Recast everything from the line containing "point: gray dress" down to the end of the items as a numbered list, leaving out any blank lines.

- **Supplied records**:
##############################

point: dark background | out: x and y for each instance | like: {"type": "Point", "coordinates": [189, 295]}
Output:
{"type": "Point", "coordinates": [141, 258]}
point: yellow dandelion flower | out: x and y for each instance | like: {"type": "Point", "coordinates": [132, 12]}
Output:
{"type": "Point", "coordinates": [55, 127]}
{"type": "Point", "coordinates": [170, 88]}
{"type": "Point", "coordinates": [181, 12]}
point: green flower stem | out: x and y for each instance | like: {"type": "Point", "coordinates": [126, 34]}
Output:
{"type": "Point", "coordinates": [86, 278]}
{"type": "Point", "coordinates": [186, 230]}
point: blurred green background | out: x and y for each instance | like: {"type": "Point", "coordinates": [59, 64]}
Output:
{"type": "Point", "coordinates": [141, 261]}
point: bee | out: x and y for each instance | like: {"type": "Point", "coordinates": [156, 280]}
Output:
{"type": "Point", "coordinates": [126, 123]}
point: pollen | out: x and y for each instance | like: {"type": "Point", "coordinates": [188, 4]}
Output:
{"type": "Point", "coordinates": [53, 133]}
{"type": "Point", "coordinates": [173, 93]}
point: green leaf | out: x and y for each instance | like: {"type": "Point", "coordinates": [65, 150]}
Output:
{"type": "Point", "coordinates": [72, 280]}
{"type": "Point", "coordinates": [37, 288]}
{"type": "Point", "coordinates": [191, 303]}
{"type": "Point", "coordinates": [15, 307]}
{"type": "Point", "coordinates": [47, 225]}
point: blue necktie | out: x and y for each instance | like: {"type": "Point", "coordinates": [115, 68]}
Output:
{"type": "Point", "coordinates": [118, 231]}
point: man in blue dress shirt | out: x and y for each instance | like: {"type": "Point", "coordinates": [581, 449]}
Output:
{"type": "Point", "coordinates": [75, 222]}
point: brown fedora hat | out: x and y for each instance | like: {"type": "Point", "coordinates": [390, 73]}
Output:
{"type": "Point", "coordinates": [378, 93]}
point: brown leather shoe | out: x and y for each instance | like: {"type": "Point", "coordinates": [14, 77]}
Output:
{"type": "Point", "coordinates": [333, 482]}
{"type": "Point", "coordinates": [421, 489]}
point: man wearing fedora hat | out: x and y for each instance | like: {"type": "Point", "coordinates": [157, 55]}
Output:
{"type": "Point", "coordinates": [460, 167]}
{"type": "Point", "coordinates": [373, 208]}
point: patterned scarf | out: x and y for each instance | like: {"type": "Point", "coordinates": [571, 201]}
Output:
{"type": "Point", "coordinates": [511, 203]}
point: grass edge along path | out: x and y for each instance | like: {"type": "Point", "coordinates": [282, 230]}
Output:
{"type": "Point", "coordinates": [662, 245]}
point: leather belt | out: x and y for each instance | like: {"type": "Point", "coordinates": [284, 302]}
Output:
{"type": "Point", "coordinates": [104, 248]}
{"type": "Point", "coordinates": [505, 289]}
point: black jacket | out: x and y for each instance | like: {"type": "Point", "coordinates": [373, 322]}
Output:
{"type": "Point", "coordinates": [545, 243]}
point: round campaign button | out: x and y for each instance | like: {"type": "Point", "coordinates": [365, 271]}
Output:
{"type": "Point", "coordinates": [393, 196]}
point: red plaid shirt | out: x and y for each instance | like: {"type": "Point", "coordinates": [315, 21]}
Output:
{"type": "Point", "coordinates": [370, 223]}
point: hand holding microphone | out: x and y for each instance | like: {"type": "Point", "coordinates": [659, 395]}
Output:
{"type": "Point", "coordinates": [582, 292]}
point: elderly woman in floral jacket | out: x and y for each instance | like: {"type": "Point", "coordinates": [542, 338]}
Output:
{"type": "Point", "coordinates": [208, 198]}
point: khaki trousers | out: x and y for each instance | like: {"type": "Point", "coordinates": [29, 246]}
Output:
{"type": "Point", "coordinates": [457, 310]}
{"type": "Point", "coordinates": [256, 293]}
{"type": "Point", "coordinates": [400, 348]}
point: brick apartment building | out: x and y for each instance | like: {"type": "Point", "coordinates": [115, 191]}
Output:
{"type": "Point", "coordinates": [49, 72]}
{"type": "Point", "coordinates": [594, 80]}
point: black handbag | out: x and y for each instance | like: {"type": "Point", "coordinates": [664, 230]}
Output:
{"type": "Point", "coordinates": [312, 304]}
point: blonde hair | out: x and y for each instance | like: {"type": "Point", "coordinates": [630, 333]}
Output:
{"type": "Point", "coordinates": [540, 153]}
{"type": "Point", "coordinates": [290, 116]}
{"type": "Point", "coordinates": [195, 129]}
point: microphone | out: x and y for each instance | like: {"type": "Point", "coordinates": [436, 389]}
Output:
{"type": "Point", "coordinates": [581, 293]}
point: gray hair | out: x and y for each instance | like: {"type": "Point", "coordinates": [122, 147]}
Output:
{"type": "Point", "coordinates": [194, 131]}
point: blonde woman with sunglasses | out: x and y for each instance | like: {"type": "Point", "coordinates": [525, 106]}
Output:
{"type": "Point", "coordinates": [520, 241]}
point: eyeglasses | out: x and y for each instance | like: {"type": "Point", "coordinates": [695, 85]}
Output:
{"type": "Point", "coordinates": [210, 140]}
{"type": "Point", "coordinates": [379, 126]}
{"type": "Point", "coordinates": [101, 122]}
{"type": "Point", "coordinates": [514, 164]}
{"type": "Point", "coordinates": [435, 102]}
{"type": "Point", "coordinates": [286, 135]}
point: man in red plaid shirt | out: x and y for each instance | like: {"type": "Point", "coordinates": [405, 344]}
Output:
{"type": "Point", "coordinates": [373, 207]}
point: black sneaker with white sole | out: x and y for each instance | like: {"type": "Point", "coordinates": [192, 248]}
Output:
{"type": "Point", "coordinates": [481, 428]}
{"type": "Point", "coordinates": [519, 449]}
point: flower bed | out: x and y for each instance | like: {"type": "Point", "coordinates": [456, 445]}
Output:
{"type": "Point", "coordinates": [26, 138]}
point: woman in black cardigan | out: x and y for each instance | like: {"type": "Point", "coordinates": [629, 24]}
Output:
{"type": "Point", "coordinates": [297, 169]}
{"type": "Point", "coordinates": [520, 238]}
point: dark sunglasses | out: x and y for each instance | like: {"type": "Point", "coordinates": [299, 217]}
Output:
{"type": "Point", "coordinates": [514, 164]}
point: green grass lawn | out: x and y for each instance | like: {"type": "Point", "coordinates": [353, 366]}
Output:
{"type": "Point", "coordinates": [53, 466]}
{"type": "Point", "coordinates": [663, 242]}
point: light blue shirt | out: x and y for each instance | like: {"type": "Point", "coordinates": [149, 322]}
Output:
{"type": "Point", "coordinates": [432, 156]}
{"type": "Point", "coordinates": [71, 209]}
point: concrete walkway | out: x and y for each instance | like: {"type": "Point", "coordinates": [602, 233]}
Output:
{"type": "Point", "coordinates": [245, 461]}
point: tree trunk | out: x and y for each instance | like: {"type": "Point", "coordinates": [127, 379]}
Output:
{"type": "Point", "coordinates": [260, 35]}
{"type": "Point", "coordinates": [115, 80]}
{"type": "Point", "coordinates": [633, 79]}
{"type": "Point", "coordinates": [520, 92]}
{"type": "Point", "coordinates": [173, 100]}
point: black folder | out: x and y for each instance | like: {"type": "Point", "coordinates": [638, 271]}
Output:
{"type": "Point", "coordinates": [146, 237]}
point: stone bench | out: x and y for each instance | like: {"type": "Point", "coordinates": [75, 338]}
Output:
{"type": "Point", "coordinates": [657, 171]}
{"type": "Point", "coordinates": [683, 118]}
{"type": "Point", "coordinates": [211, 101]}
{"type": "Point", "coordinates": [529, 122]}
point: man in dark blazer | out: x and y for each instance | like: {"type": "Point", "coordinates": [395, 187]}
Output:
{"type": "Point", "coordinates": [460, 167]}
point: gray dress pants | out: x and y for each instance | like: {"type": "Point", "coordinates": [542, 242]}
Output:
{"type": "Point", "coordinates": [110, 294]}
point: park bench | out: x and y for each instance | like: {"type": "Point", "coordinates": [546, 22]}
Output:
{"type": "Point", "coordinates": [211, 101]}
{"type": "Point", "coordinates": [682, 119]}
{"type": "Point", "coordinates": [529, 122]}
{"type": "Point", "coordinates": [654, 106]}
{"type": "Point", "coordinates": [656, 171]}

##############################

- **Exercise result**:
1. point: gray dress pants | out: x and y for each instance | like: {"type": "Point", "coordinates": [542, 242]}
2. Output:
3. {"type": "Point", "coordinates": [110, 294]}
4. point: park bench | out: x and y for each instance | like: {"type": "Point", "coordinates": [546, 22]}
5. Output:
6. {"type": "Point", "coordinates": [211, 101]}
7. {"type": "Point", "coordinates": [682, 119]}
8. {"type": "Point", "coordinates": [529, 122]}
9. {"type": "Point", "coordinates": [654, 106]}
10. {"type": "Point", "coordinates": [656, 171]}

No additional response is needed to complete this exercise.